TASK DESCRIPTION. Each entry below is to be extracted exactly.

——

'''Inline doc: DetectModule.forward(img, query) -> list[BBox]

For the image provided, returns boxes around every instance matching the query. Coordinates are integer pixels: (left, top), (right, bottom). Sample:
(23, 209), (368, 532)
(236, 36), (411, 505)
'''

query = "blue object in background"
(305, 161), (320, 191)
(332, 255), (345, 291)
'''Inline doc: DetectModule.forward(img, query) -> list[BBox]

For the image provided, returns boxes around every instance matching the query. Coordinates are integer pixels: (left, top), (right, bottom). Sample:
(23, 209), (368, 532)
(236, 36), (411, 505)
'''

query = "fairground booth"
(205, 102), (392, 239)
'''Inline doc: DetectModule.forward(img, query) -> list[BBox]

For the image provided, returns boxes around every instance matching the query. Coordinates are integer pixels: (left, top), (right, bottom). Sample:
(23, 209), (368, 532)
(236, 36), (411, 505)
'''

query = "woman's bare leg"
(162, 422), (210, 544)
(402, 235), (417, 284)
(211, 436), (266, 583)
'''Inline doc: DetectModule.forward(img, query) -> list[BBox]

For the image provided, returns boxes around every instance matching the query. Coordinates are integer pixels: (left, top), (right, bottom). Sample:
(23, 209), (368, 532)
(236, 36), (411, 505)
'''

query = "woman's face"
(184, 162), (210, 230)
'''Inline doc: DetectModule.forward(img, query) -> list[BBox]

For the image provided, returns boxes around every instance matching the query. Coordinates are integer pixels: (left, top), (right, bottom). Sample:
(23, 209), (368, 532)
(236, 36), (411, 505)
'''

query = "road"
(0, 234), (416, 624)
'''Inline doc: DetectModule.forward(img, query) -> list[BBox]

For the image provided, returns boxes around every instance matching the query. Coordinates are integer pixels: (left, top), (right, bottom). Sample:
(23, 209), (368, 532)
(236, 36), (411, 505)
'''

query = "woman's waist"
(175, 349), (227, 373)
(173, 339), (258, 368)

——

ANSWER TO THIS PROBLEM.
'''Inline doc: DetectModule.forward(img, query) -> list[BBox]

For the image provided, returns boxes around every instance matching the query. Coordinates are integer pixels: (left, top), (right, bottom). Sample:
(23, 209), (368, 532)
(236, 36), (411, 505)
'''

query = "blue object in background"
(305, 161), (320, 191)
(332, 255), (345, 291)
'''Inline doc: DetectModule.forward(img, query) -> list[BBox]

For the image provided, returns boxes around every instance matching the query. Coordinates are integer pixels: (left, top), (right, bottom). Sample:
(23, 209), (368, 532)
(236, 36), (411, 505)
'''

query = "fairground booth"
(205, 102), (392, 239)
'''Inline doc: DetectModule.forward(img, query) -> list[BBox]

For the image provided, returns boxes around every instance matching the query. Coordinates are integer pixels: (left, top), (right, bottom). Sample:
(23, 209), (368, 532)
(236, 36), (411, 505)
'''

query = "woman's bare leg"
(162, 422), (210, 544)
(402, 235), (417, 284)
(211, 436), (266, 583)
'''Inline doc: DetectModule.forward(img, query) -> list[BBox]

For the image provided, returns boxes around every instance matching the query. Coordinates are integer pixels: (left, top), (right, bottom). Sample:
(23, 209), (368, 532)
(236, 36), (411, 505)
'''

query = "woman's face"
(184, 162), (210, 230)
'''Inline doc: DetectModule.forward(img, query) -> list[BBox]

For the image provided, returns boxes around every instance matching the query. Coordinates are integer pixels: (left, top), (right, bottom). Sample:
(23, 209), (368, 532)
(236, 36), (411, 505)
'''

query = "road"
(0, 234), (416, 624)
'''Inline doc: DetectModule.forward(img, query) -> list[BBox]

For the image provided, returns boxes around every instance matching the query. Coordinates are integer pixels: (left, top), (right, bottom). Sample:
(23, 209), (368, 532)
(236, 36), (411, 505)
'''

query = "woman's waist"
(175, 349), (227, 373)
(173, 339), (258, 368)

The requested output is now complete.